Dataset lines
◇ ◇ ◇ ◇ ◇

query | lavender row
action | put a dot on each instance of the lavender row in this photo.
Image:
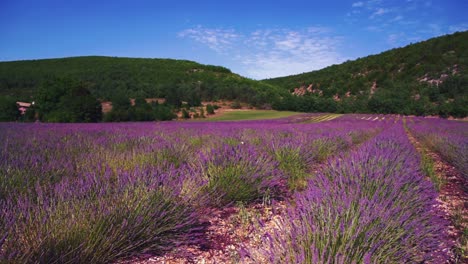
(372, 206)
(448, 138)
(100, 192)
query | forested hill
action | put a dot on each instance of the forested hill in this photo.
(429, 77)
(135, 77)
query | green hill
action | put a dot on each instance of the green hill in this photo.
(426, 78)
(430, 77)
(134, 77)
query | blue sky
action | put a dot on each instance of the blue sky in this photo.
(256, 38)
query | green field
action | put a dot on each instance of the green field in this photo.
(251, 115)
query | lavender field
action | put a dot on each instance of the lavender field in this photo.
(353, 188)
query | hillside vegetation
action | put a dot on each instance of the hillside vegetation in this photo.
(426, 78)
(135, 77)
(430, 77)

◇ ◇ ◇ ◇ ◇

WORK INSTRUCTIONS
Return all of the lines above word for word, leaving out the pictures.

EXERCISE OUTPUT
query | lavender row
action | put a dot on each instance of the lavender row in this photo.
Image:
(372, 206)
(448, 138)
(100, 192)
query | forested hill
action | put a dot on each instance of the forested hill in this photo.
(429, 77)
(135, 77)
query | green hill
action | put a dot on each instance of the green hill in this photo.
(426, 78)
(430, 77)
(134, 77)
query | blue sky
action | put a dot on each instance of the blue sky in this photo.
(256, 38)
query | green field
action | put a dot on each instance of the green field in this photo.
(251, 115)
query | lavender field
action | put a dot on each instance of the lavender field in this photo.
(353, 188)
query | hillside vegetation
action | put a dot on each instance of the hillside vegetation in this photo.
(426, 78)
(135, 77)
(430, 77)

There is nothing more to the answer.